-- Start of RECORDS TO USE --

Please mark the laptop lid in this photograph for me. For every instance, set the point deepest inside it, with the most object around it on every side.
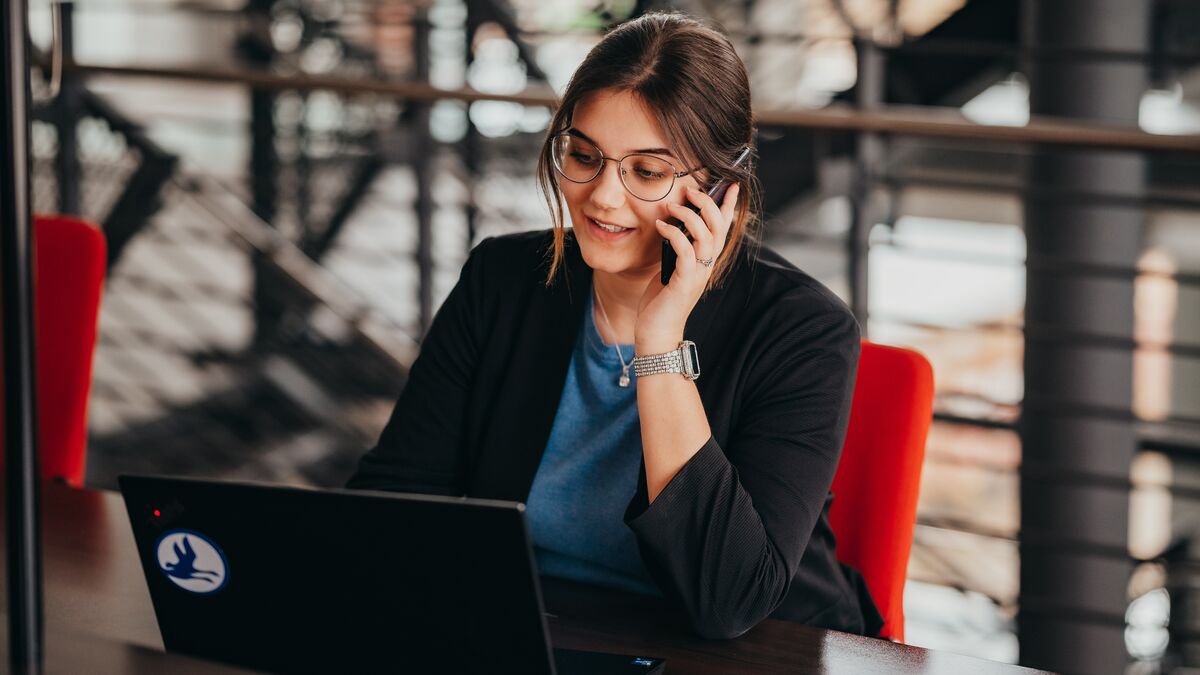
(295, 580)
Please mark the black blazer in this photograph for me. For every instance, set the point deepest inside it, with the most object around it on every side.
(742, 531)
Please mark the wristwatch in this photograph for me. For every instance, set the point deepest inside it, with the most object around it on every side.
(684, 360)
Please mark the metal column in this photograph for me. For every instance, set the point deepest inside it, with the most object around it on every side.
(19, 401)
(1078, 429)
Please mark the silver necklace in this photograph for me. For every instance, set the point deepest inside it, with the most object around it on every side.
(624, 368)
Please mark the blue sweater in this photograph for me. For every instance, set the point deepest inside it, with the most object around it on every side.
(588, 472)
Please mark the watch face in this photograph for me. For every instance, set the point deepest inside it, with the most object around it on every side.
(690, 359)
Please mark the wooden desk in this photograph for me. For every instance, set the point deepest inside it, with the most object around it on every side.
(99, 615)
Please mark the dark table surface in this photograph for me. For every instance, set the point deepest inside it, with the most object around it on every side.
(99, 616)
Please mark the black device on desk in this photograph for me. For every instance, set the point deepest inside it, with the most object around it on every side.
(297, 580)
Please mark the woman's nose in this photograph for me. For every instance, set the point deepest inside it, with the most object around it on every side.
(607, 190)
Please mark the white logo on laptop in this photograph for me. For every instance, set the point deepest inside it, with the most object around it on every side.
(192, 561)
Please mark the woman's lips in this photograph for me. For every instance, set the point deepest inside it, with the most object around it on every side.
(601, 233)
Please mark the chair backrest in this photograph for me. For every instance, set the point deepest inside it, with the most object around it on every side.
(879, 476)
(69, 276)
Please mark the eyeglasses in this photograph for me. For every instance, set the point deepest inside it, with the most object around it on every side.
(647, 177)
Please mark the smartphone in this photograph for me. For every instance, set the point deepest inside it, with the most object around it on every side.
(717, 192)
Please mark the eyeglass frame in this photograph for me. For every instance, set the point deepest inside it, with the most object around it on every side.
(621, 173)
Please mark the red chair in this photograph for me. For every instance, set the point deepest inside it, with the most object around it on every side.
(69, 276)
(879, 476)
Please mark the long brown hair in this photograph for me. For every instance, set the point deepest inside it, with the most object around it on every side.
(695, 85)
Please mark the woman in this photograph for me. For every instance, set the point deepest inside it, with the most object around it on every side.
(712, 491)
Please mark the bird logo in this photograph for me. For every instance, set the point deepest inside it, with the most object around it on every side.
(192, 561)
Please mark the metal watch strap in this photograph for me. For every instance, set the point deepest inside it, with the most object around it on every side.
(683, 360)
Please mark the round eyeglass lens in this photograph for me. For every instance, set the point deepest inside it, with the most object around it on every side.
(577, 160)
(647, 177)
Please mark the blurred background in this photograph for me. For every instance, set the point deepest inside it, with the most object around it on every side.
(289, 189)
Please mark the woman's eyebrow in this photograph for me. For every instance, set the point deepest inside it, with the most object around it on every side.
(574, 131)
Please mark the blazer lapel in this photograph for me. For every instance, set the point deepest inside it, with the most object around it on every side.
(529, 392)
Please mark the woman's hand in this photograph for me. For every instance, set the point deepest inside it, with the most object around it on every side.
(664, 310)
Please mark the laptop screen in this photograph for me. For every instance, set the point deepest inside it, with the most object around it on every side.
(294, 580)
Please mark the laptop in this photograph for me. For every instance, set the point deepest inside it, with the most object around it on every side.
(299, 580)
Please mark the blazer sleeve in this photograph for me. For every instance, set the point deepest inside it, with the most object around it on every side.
(421, 448)
(726, 535)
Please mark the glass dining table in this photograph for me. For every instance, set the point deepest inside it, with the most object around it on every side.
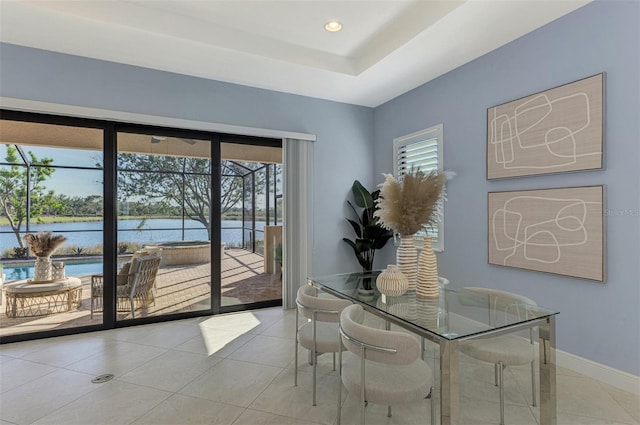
(451, 319)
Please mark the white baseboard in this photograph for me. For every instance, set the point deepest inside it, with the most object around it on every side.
(614, 377)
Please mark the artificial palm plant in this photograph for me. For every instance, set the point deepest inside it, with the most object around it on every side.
(370, 235)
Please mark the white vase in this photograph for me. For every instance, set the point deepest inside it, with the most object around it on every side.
(427, 285)
(42, 269)
(392, 281)
(407, 260)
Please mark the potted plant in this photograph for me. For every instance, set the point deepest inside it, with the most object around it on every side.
(43, 245)
(370, 235)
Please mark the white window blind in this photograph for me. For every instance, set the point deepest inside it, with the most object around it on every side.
(423, 150)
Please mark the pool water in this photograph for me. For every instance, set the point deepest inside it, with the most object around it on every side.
(71, 269)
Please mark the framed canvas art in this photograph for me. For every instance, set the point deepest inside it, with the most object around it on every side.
(554, 131)
(557, 231)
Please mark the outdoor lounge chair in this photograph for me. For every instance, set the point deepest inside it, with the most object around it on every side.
(137, 285)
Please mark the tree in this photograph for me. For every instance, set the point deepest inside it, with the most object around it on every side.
(177, 180)
(22, 190)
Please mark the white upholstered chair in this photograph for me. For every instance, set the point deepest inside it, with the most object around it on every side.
(381, 366)
(319, 334)
(503, 350)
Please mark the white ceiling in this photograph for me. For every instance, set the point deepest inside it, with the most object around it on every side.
(386, 48)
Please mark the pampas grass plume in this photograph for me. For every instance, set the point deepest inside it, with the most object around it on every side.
(412, 204)
(43, 244)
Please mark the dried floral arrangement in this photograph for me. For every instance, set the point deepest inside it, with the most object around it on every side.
(43, 244)
(410, 204)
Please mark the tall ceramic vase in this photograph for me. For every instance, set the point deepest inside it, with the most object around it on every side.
(407, 260)
(42, 269)
(427, 285)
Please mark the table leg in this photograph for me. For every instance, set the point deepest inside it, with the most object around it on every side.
(548, 372)
(449, 383)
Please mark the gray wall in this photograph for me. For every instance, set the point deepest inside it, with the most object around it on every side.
(344, 132)
(598, 321)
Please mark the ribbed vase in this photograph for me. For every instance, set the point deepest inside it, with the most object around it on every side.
(427, 285)
(392, 282)
(407, 260)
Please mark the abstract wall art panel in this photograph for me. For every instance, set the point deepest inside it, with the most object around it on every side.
(554, 131)
(557, 231)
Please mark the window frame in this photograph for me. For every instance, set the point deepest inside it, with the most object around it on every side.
(437, 132)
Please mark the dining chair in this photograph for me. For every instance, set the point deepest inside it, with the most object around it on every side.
(503, 350)
(319, 334)
(381, 366)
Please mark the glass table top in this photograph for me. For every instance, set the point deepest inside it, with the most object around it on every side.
(454, 314)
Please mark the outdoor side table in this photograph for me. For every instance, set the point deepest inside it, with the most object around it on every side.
(24, 298)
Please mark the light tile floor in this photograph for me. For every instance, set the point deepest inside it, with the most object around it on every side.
(238, 369)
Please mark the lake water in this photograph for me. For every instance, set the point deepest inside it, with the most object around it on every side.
(89, 233)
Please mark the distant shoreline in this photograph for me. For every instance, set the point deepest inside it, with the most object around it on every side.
(58, 219)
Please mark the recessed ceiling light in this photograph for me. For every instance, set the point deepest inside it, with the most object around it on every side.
(333, 26)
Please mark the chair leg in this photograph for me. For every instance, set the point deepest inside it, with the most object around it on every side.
(362, 384)
(339, 386)
(315, 359)
(433, 412)
(533, 383)
(315, 366)
(295, 369)
(501, 385)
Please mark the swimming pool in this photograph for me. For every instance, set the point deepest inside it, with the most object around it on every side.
(71, 268)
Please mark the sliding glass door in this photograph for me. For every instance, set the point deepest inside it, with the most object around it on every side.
(251, 225)
(163, 212)
(51, 225)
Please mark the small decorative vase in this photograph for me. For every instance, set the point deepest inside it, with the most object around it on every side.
(427, 285)
(392, 282)
(366, 294)
(429, 312)
(42, 269)
(57, 271)
(407, 259)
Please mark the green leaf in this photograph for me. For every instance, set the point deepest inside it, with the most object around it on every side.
(356, 227)
(361, 195)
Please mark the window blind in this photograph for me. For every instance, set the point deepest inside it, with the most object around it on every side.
(422, 150)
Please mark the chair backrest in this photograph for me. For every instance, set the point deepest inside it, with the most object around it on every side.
(145, 273)
(379, 345)
(326, 309)
(503, 304)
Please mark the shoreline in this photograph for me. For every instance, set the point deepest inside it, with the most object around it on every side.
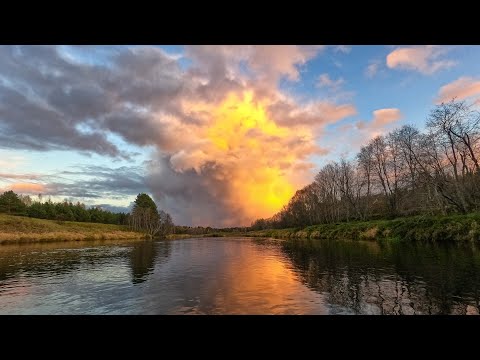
(21, 229)
(453, 228)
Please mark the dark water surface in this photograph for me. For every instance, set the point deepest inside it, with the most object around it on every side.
(239, 276)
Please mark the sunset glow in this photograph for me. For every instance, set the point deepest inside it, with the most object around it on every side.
(259, 186)
(218, 135)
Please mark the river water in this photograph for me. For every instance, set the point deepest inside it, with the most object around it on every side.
(239, 276)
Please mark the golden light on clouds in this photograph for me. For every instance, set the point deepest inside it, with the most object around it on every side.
(239, 130)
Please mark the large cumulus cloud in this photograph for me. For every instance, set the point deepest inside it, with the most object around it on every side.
(206, 165)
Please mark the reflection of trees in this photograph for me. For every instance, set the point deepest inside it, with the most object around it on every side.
(143, 256)
(57, 258)
(51, 258)
(394, 278)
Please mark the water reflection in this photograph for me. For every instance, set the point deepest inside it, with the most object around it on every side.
(144, 255)
(238, 276)
(390, 278)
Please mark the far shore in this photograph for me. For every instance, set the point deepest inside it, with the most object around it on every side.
(21, 229)
(453, 228)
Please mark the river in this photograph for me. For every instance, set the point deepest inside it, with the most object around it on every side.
(239, 276)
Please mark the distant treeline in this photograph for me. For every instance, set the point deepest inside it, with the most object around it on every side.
(200, 230)
(12, 203)
(403, 173)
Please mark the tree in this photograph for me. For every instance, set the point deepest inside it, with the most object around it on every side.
(11, 203)
(146, 217)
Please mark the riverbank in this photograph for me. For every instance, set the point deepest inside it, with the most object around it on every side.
(14, 229)
(417, 228)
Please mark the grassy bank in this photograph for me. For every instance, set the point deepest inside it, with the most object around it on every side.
(418, 228)
(24, 229)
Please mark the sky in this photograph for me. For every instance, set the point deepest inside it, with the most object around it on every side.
(217, 135)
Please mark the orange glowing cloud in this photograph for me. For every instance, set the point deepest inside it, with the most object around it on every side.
(257, 159)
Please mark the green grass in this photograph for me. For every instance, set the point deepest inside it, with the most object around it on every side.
(418, 228)
(25, 229)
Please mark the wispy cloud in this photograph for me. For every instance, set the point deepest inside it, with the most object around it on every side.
(143, 95)
(424, 59)
(343, 49)
(372, 69)
(462, 88)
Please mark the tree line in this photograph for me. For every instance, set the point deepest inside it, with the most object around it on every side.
(405, 172)
(14, 204)
(145, 216)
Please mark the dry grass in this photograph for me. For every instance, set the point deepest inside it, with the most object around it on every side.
(15, 229)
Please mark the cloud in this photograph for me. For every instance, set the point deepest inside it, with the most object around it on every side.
(372, 69)
(324, 81)
(25, 188)
(8, 176)
(424, 59)
(343, 49)
(382, 120)
(230, 145)
(462, 88)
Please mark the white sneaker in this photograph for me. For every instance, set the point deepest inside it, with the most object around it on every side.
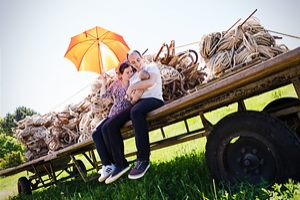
(106, 171)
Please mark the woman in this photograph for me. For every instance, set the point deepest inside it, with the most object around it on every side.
(117, 90)
(150, 100)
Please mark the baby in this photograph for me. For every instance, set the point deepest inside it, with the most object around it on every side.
(136, 94)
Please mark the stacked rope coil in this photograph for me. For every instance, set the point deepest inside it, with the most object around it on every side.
(226, 50)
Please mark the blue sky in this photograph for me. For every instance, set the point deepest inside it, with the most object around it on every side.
(35, 35)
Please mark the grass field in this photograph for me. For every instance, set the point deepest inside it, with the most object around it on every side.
(177, 172)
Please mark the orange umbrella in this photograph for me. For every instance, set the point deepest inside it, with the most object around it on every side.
(97, 50)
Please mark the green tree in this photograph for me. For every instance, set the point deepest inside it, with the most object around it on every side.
(9, 121)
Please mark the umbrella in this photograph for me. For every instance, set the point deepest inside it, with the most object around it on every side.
(97, 50)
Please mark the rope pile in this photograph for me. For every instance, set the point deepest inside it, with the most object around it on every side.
(180, 72)
(247, 42)
(44, 134)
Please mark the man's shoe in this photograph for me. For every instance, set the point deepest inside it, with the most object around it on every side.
(117, 173)
(106, 171)
(139, 170)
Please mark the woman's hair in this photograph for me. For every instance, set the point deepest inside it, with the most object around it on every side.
(123, 66)
(134, 51)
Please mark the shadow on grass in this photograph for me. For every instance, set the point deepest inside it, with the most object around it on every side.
(185, 177)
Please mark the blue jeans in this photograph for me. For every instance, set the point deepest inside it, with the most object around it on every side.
(102, 148)
(137, 114)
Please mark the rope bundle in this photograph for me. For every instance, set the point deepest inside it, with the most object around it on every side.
(247, 42)
(42, 134)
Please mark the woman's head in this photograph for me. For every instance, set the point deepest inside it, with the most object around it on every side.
(135, 59)
(125, 71)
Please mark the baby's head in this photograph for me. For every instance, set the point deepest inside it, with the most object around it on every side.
(144, 75)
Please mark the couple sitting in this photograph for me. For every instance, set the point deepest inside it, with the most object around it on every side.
(134, 96)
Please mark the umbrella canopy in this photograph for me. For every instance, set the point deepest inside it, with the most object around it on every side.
(97, 50)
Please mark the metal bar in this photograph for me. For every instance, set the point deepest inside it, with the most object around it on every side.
(296, 83)
(94, 160)
(37, 173)
(88, 158)
(79, 169)
(207, 125)
(163, 132)
(49, 173)
(241, 105)
(186, 126)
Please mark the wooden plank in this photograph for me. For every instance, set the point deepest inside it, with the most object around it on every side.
(230, 82)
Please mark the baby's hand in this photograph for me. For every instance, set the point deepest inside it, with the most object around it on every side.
(128, 97)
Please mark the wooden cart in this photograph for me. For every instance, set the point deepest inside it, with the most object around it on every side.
(245, 145)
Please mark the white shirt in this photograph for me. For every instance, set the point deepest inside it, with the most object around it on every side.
(154, 91)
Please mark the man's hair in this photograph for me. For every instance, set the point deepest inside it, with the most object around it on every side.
(134, 51)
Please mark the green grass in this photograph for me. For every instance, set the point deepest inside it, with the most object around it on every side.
(177, 172)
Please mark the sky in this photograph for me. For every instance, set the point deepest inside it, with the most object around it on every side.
(35, 34)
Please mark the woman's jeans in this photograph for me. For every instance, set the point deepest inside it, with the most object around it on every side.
(111, 130)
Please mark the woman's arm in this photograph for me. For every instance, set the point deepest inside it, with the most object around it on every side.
(142, 85)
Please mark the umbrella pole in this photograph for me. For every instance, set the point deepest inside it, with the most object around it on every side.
(100, 60)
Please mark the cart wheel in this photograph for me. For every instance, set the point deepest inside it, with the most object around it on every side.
(252, 147)
(291, 120)
(82, 167)
(24, 186)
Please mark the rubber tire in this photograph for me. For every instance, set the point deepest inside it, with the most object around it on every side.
(291, 120)
(82, 167)
(279, 140)
(24, 186)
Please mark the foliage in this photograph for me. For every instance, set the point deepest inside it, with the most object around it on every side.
(9, 121)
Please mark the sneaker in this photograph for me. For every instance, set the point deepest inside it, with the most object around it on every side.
(106, 171)
(117, 173)
(139, 170)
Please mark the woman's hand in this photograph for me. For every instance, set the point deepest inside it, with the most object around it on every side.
(129, 91)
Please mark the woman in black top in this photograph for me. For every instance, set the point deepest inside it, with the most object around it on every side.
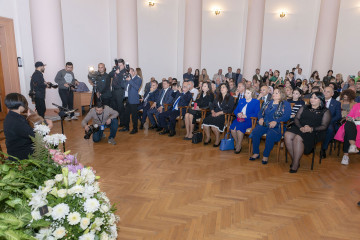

-- End of RECORDS TO USE --

PROBLEM STATEMENT —
Return every line in the entries above that contains the word "surface".

SOLUTION TO THE PROBLEM —
Please mark the dark table surface in this photograph for me. For every instance, set the point deepest inside it, with the most object around it on every side.
Please mark the dark water surface in this photograph for me. For every instance, set the point deepest inside it, with the most object around it on every side.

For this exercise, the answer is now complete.